▶ _Task instructions_: Decide whether each statement below agrees with the change-of-control excerpt, answering yes or no and quoting the deciding words of the excerpt. 1. The Change of Control Window ends twelve months after the effective date of a Change of Control. 2. The Company has 60 days to cure after receiving the Executive's written notice. 3. Change of Control Benefits continue even if the Executive breaches a non-solicitation obligation to the Company.

▶ _Selected excerpt_:
5.1 “Change of Control Window”. means the period beginning at the beginning of any discussion or offer that would affect a Change of control and ending twelve months after the effective date of any Change of control.
5.2 “Good Reason”. means the occurrence of any of the following and Company’s failure to cure within 30 days after Company’s receipt of written notice from the Executive asserting that Good Cause exists and specifying such cause: (i) termination other than for cause prior to the effective Change of Control, (ii) failure to be offered the comparable position at the successor Company or a material reduction in the Executive’s responsibilities as in effect immediately prior to the Change of Control, or any removal of the Executive from, or any failure to the Executive to positions immediately prior to the Change of Control, which has the effect of materially diminishing their responsibility or authority, (iii) a reduction in the Executive’s Base Salary or any Target Bonus as in effect immediately prior to the Change of Control; or a Company-mandated relocation of the Executive’s principal place of employment or current principal residence by more than 50 miles from its respective location immediately prior to the resignation.
5.3 Effect of Termination During Change of Control Window. If a Change of Control occurs while this policy is in effect and an eligible Executive’s employment is terminated during a Change of Control Window (i) by Company for reasons other than Cause or the Executive’s death or Disability, or (ii) by the Executive for Good Reason, then the Executive will be entitled to the benefits described below, provided the Executive signs and does not revoke a general release of claims in a form reasonable satisfactory to Company and complies with his or her obligations to Company under this policy and any other confidentiality, assignment of rights, non-competition, or non-solicitation agreements between Company and the Executive. Change of Control Benefits will cease, and the Company shall have no further payment obligations to the Executive if he or she breaches any applicable confidentiality, non-compete, and non-solicitation obligations to the Company.
4
5.4 Change of Control Benefits: An Executive who qualifies for benefits will receive the following:
(a) A payment equal to Base Salary for twelve (12) months plus a payment equivalent to the Executive’s maximum target bonus for the previous twelve (12) months. This payment becomes due and payable only if the acquiring company fails to offer the Executive a position reasonably acceptable to the Executive for a period of no less than one year on terms reasonably consistent with the salary and benefits Executive was earning prior to the Change of Control.

▶ _Data_:

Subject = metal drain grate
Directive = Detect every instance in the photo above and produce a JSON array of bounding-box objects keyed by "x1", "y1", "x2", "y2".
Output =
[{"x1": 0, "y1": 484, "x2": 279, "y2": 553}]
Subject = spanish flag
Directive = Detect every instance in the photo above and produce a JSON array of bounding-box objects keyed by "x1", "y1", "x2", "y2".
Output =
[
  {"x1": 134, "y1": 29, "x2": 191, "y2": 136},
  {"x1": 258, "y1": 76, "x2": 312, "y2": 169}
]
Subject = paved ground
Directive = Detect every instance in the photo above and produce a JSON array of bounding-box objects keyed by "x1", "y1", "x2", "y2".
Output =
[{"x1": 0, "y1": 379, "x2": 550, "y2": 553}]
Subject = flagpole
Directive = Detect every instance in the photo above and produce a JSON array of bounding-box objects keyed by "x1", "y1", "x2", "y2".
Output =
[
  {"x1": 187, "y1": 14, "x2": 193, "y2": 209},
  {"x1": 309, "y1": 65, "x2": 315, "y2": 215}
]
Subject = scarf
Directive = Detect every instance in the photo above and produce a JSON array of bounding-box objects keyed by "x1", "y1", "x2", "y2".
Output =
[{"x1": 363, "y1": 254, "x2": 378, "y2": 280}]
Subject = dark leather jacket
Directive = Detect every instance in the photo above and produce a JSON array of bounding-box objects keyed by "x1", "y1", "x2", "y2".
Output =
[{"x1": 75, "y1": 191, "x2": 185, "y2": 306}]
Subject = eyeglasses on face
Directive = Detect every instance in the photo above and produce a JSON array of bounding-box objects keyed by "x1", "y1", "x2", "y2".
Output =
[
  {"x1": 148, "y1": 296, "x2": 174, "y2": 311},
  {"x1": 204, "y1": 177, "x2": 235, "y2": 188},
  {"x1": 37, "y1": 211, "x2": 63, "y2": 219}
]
--
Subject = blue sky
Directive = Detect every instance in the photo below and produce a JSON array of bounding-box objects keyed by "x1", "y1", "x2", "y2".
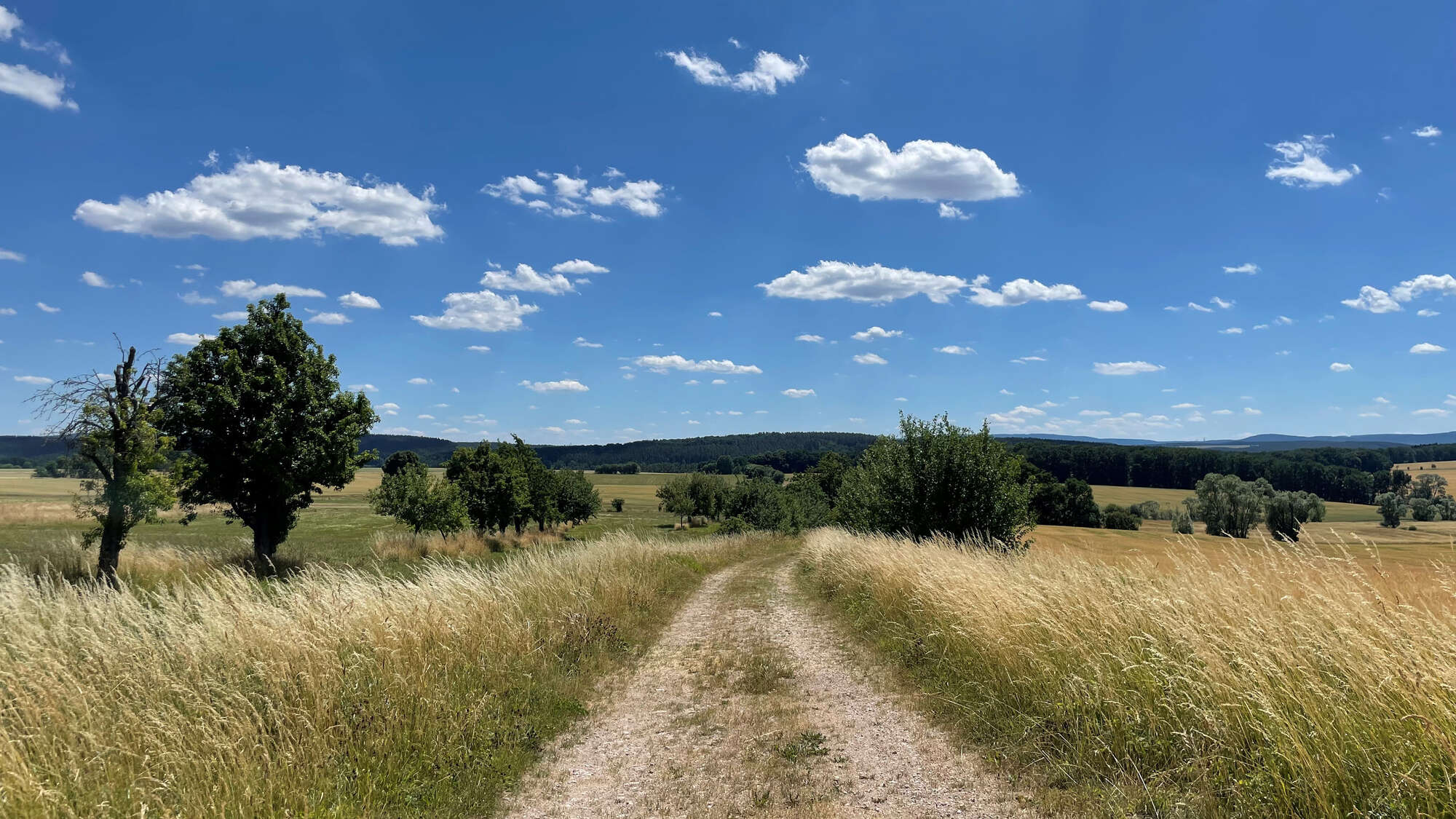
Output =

▶ _Written response_:
1. Yes: "ending twelve months after the effective date of any Change of control"
2. No: "Company’s failure to cure within 30 days after Company’s receipt of written notice from the Executive"
3. No: "Change of Control Benefits will cease, and the Company shall have no further payment obligations to the Executive if he or she breaches any applicable confidentiality, non-compete, and non-solicitation obligations to the Company"